(Stored data)

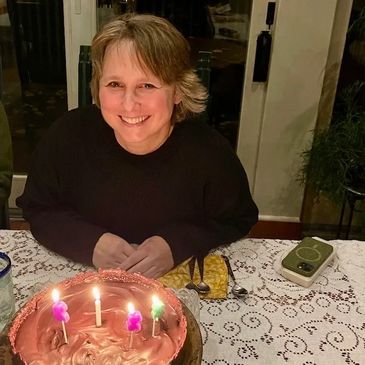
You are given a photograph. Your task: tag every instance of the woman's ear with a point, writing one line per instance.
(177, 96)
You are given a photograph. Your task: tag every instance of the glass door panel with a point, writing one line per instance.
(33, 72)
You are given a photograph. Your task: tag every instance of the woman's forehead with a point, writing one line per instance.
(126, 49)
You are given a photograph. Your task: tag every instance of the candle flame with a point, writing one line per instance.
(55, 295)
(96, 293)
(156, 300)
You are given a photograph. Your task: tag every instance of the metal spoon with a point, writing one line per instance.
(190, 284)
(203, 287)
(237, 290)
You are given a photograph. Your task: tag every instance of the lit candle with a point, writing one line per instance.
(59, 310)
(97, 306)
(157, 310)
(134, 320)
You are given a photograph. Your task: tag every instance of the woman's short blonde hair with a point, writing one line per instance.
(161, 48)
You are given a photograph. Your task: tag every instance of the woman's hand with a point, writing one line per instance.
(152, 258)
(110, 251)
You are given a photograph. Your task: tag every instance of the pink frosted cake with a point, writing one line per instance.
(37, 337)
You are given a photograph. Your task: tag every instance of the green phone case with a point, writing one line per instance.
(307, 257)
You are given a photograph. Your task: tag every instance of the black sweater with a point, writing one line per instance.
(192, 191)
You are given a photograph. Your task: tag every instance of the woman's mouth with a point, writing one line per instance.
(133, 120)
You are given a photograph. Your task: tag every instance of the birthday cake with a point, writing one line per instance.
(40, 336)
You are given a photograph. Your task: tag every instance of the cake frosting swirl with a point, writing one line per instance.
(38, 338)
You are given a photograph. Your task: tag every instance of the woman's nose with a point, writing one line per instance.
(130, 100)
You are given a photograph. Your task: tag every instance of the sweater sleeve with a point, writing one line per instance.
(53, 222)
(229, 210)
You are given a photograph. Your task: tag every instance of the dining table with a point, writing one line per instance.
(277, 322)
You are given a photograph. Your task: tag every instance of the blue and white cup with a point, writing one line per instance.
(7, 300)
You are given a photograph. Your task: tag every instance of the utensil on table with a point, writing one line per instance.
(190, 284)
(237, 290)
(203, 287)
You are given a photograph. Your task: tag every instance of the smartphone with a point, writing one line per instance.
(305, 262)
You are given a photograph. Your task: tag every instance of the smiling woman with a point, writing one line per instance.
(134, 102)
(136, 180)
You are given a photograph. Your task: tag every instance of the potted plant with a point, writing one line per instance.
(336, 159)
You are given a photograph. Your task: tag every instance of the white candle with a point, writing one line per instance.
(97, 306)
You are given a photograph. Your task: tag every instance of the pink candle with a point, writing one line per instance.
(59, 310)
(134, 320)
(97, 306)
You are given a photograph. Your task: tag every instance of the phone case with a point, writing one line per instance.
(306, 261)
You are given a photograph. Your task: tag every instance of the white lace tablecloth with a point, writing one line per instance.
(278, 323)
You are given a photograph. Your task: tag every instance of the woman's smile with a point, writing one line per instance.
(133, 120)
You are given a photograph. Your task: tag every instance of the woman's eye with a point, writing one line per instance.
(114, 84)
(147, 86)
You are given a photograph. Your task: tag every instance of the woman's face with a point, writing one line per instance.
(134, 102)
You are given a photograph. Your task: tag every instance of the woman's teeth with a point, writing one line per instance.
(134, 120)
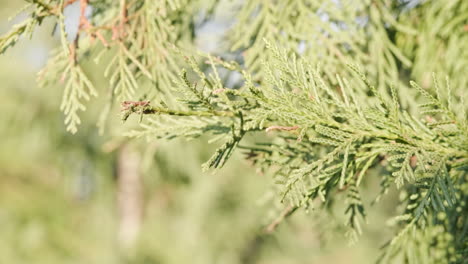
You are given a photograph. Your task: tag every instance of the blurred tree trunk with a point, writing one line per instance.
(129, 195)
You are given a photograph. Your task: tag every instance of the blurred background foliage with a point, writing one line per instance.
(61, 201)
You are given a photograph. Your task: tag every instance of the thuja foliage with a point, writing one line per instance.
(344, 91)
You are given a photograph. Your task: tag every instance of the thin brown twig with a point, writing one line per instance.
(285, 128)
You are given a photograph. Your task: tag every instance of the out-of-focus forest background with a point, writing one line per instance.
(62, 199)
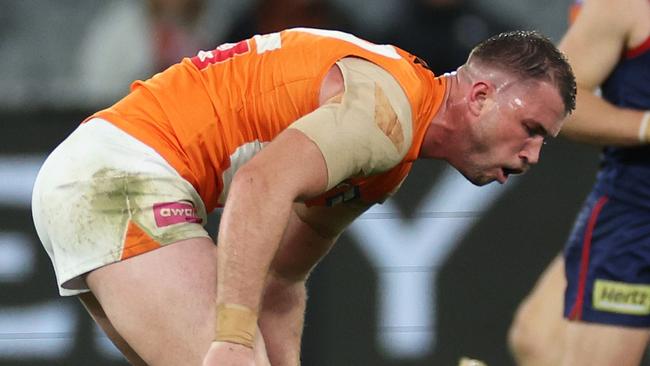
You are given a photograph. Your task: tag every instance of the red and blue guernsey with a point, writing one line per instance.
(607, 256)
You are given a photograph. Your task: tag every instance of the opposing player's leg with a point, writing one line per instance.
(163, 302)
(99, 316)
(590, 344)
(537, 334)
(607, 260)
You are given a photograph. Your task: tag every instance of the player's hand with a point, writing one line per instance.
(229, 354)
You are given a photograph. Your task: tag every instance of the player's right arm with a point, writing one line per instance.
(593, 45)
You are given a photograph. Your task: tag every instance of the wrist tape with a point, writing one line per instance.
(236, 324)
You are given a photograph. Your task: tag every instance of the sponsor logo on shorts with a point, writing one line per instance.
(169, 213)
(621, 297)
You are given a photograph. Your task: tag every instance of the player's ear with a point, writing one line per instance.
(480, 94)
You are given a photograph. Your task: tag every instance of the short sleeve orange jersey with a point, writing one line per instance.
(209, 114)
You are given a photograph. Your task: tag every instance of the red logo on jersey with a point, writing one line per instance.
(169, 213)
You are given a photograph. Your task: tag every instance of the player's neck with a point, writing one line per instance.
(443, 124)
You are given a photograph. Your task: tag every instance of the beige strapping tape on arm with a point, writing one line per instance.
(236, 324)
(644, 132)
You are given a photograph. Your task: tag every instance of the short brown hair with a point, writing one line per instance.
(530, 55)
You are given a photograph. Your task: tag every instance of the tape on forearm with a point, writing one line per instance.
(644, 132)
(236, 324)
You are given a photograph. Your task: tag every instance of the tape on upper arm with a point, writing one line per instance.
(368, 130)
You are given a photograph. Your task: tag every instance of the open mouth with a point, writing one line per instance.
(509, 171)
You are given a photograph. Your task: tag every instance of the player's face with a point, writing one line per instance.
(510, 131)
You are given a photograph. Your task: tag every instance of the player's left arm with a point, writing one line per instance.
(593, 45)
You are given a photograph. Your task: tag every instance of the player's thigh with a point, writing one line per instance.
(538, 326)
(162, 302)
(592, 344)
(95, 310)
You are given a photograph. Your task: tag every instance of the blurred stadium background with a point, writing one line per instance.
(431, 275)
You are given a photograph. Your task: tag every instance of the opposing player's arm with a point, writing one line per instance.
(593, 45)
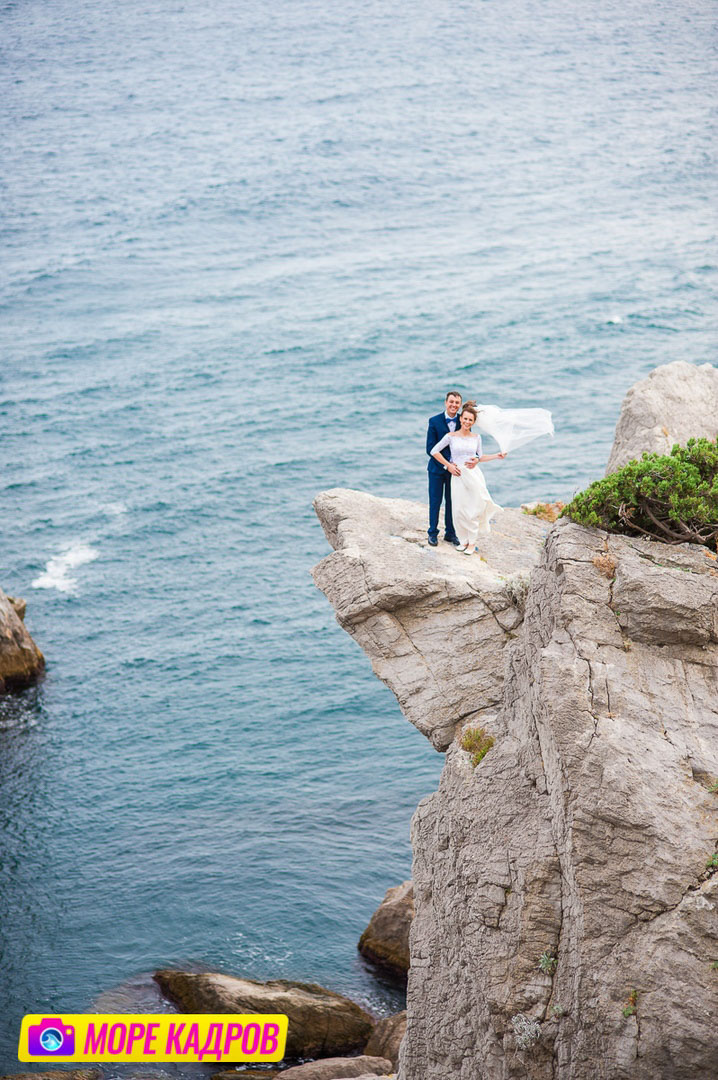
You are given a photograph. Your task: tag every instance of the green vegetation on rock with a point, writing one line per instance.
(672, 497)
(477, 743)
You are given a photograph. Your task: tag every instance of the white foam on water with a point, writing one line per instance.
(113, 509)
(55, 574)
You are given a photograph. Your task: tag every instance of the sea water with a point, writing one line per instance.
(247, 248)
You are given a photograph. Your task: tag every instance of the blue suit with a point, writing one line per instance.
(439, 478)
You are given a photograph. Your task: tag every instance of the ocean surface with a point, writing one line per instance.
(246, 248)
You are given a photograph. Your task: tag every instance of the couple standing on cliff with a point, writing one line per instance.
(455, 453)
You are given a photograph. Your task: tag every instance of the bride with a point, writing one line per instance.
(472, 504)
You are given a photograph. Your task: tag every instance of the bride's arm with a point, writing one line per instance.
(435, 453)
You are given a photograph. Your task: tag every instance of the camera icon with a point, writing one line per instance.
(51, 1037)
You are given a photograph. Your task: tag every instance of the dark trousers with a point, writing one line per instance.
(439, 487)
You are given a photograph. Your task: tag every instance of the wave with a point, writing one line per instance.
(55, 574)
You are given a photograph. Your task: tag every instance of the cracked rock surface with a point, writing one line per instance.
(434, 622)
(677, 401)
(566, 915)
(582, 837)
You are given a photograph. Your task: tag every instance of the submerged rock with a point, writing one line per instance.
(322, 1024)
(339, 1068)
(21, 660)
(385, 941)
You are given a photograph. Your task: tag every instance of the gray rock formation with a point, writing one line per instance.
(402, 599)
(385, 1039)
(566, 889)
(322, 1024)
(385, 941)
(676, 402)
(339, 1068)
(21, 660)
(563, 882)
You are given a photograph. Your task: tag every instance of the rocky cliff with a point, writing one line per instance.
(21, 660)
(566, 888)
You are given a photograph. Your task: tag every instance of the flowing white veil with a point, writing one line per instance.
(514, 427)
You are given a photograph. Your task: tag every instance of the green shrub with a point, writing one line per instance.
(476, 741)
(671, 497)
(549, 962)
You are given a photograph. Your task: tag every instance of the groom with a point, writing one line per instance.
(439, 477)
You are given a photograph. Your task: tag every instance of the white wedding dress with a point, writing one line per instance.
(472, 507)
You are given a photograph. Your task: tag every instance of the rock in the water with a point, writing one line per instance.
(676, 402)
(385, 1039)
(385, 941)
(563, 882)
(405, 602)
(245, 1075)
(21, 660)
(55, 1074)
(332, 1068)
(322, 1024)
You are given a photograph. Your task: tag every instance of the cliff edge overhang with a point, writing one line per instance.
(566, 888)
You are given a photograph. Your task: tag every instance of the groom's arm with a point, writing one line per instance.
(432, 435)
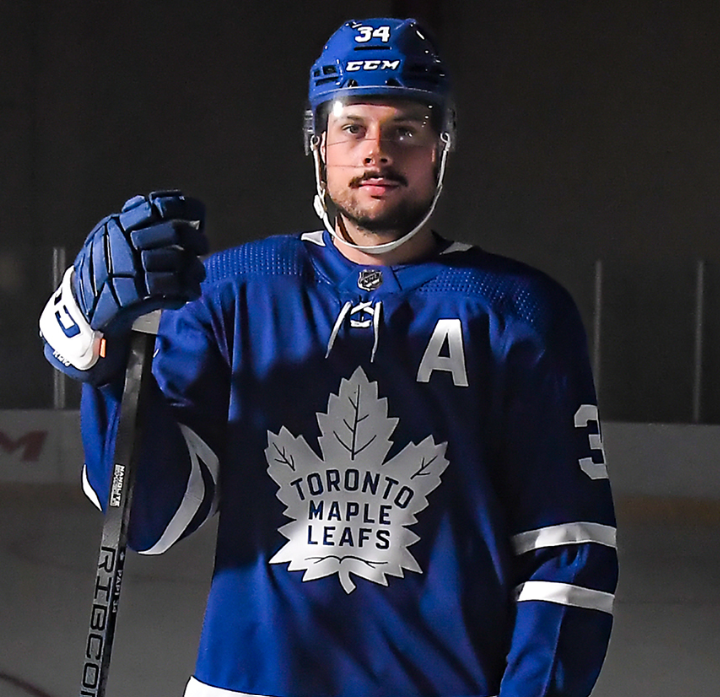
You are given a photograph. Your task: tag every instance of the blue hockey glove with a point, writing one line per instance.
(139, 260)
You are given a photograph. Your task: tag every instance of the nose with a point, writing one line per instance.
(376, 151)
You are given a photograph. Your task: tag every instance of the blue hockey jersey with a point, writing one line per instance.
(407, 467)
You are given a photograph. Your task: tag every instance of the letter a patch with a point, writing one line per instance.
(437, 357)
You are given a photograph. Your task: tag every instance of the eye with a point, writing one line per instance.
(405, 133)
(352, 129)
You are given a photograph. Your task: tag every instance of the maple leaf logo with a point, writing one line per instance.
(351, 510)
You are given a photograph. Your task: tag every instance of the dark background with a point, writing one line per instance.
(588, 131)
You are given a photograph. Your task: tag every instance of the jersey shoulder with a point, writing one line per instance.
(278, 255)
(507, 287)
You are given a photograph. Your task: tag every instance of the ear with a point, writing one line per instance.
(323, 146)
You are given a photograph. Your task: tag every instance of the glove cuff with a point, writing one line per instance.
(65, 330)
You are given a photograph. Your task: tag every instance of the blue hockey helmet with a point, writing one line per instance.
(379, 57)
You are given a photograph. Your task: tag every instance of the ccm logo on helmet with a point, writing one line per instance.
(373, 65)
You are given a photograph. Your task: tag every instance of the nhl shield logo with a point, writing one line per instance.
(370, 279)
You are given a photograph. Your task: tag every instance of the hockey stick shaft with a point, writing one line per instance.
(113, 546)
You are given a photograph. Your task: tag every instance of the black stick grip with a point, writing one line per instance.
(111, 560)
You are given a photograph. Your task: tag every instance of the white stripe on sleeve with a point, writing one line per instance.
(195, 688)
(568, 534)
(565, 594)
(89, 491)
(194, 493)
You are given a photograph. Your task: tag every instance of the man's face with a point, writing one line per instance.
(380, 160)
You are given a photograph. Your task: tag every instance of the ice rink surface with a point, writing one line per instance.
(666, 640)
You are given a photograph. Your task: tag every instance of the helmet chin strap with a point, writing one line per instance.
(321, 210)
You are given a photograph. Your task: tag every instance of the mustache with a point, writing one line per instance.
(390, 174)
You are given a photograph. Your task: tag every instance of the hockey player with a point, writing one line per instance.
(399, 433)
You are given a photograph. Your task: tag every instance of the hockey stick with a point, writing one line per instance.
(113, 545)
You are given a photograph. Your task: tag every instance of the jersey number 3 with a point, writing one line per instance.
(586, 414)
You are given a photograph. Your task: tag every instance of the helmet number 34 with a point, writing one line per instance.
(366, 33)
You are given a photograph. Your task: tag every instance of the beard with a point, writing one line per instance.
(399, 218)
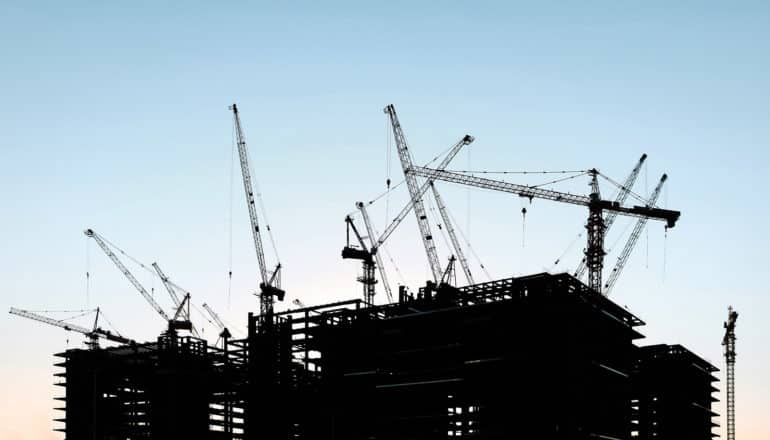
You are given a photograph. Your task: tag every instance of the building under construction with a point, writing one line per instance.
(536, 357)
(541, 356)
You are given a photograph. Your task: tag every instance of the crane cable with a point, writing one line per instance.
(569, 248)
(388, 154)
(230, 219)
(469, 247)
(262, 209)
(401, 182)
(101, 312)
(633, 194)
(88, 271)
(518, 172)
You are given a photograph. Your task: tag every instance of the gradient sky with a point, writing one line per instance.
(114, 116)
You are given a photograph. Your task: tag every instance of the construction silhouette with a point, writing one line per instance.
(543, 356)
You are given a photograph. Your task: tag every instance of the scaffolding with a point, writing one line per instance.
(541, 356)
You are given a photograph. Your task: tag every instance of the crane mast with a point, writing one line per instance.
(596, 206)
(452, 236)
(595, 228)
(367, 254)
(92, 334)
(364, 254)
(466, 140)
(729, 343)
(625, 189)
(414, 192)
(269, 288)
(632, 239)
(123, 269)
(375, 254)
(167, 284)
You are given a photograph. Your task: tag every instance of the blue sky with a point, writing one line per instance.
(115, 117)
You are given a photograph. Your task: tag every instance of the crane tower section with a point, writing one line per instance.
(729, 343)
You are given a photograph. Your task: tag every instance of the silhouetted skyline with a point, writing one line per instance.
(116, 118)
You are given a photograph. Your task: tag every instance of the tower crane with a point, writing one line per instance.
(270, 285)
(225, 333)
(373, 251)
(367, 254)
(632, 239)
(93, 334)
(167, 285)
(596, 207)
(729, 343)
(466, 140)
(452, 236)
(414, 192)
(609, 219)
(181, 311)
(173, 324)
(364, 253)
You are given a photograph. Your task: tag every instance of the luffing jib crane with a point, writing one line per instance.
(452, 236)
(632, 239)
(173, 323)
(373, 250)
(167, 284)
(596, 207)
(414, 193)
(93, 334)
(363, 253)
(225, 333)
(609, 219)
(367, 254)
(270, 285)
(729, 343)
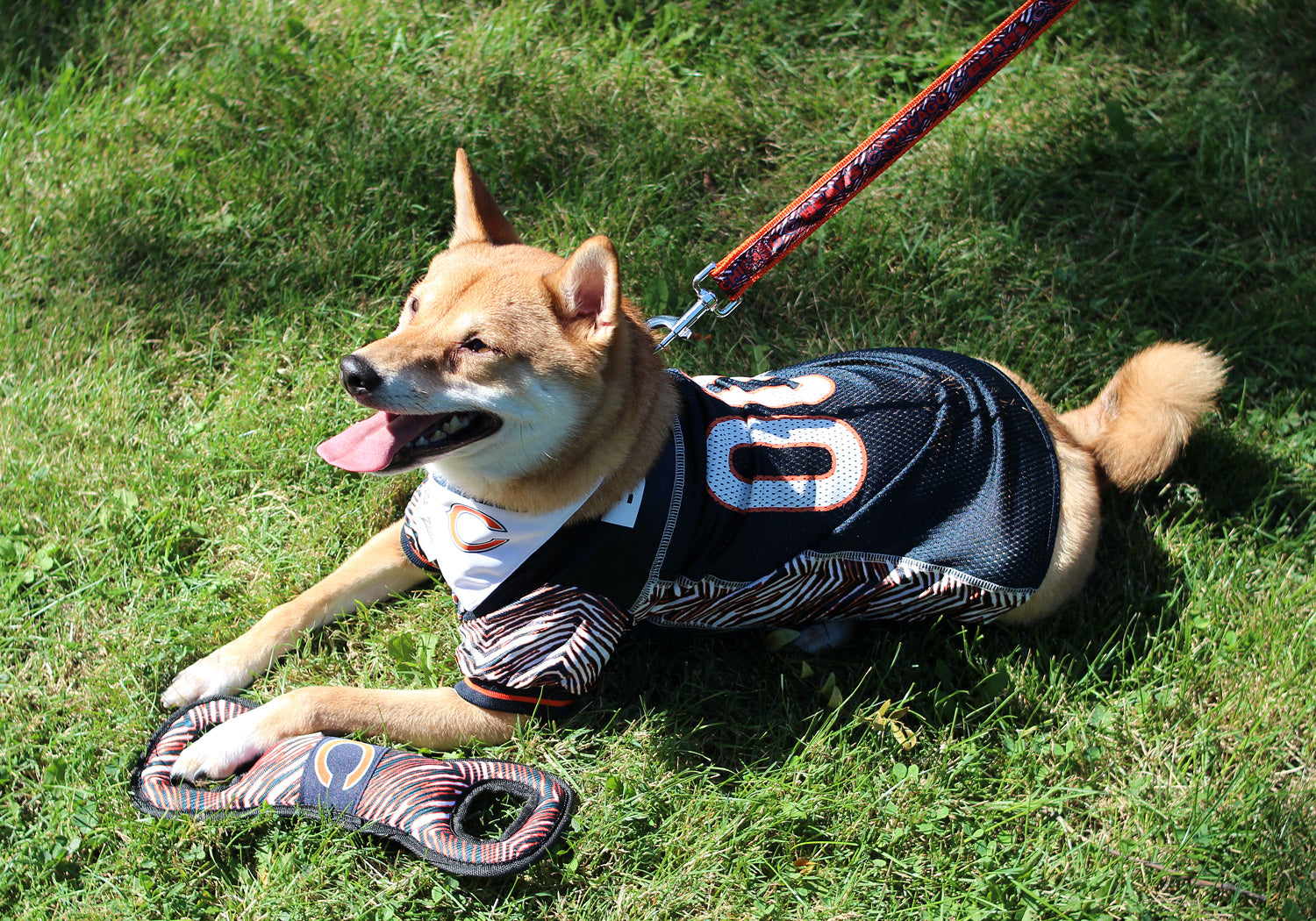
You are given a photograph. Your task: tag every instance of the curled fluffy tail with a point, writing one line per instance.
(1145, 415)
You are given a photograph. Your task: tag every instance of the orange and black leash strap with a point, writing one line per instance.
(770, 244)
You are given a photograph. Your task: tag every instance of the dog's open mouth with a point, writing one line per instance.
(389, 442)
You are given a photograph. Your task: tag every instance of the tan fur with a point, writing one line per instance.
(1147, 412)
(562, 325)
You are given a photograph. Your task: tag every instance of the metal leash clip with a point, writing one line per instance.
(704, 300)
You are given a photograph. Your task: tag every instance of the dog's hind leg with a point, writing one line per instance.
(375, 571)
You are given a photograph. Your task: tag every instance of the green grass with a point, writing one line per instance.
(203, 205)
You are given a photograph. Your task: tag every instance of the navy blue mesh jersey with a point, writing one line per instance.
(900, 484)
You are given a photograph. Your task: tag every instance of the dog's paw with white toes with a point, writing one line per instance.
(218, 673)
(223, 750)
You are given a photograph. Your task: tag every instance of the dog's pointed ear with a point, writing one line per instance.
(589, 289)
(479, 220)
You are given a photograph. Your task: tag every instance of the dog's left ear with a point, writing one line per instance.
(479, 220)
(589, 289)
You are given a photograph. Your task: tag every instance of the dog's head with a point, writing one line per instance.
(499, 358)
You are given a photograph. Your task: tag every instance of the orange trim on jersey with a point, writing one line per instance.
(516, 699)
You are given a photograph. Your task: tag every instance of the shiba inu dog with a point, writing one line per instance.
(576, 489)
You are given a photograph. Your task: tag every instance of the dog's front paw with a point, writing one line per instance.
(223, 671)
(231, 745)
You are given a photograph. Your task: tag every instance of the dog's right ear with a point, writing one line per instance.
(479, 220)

SHORT PROBLEM: Reproduce the records word for word, starting at the line that contains "the dog's pointed" and ending with the last line of the records.

RESPONSE TO THIS EXERCISE:
You are given a photograph. Your task: tag every instance of the dog's pointed ear with a point, writing one line per instance.
(589, 289)
(479, 220)
You are given a photograph. Your task: tag every instance of the dog's left ear with a point, writing one line per instance.
(479, 220)
(589, 289)
You are given a photograph. Your task: tag every instance of the dog's head with a point, writing one line per instance.
(499, 358)
You are given a photograph. Your task: tag every instance of the orange trim on jersey with a point, writing one line per instance.
(516, 699)
You are given a photograph. Your task: tag every instance of the shiba inu dog with a point, writing one line per instance.
(576, 489)
You are given a photograph. Your task: tag every instance of the dog's front paw with a point, writing one line per instance.
(223, 671)
(231, 745)
You are given a photograph. Your task: tag every instance of the dog's right ear with a point, writing one line per instance.
(479, 220)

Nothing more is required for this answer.